Copy the rows below, swapping "thin twig" for "dry twig" wherever it occurs and leaving everything else as it is.

====================

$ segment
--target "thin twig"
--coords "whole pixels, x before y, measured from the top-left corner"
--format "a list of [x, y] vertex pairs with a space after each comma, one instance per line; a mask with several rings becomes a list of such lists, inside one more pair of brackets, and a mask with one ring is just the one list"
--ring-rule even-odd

====================

--- Task result ---
$ segment
--target "dry twig"
--coords "whole pixels, x before y, measured from the top-left corner"
--format "a list of [x, y] vertex pairs with a space after each comma, one instance per line; a mask with several rings becomes a list of such lists, inside one more pair of brackets, and a mask with one ring is just the one list"
--ring-rule even-odd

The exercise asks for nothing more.